→ Records for this exercise:
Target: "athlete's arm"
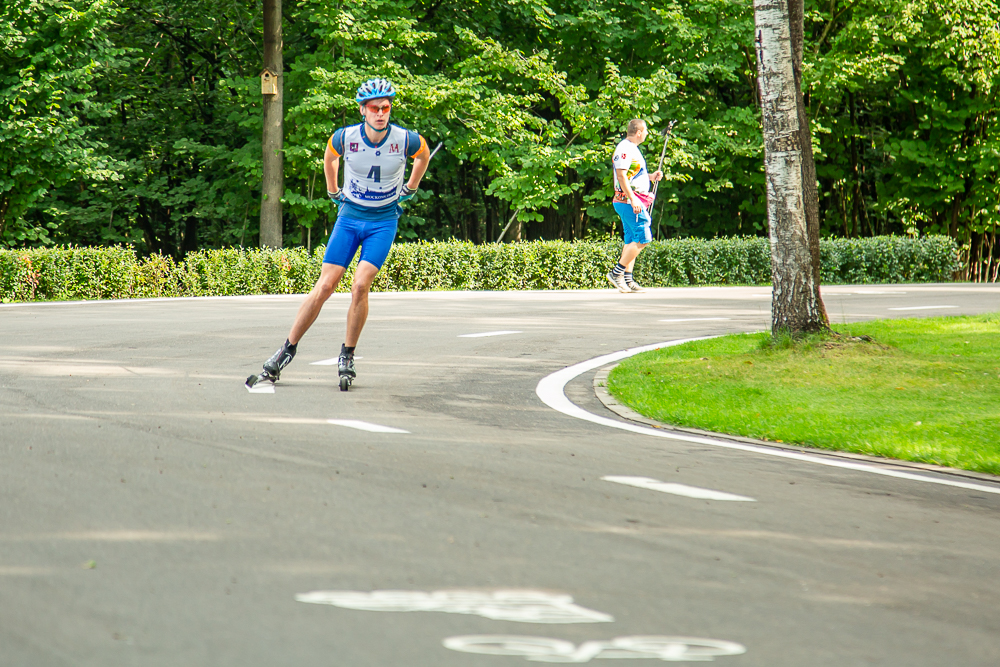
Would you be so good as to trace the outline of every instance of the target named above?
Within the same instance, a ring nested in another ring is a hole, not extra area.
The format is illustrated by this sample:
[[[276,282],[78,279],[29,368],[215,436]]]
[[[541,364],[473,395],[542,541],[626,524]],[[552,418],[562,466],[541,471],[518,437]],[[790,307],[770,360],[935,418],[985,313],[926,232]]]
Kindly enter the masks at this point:
[[[427,172],[427,166],[431,163],[430,151],[421,151],[413,158],[413,169],[410,170],[410,180],[406,182],[406,187],[416,190],[420,187],[420,179]]]
[[[405,184],[406,189],[412,191],[420,187],[420,179],[424,177],[427,165],[431,162],[431,151],[427,148],[427,140],[413,130],[406,132],[406,156],[413,158],[410,180]]]
[[[333,194],[340,192],[340,186],[337,185],[340,176],[340,156],[329,146],[323,154],[323,175],[326,176],[326,191]]]
[[[642,210],[642,202],[632,192],[632,184],[628,182],[628,176],[625,175],[625,171],[625,169],[615,169],[615,178],[618,179],[618,185],[621,186],[622,192],[628,195],[629,204],[632,205],[632,212],[638,215],[639,211]]]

→ Exercise brief: The expected answer is every line above in which the word "instance" appears.

→ Result below:
Would you be so good as to trace the outline of every instance of the target named above?
Within the same instance, a ring nested in another ring is a hole, not extra area.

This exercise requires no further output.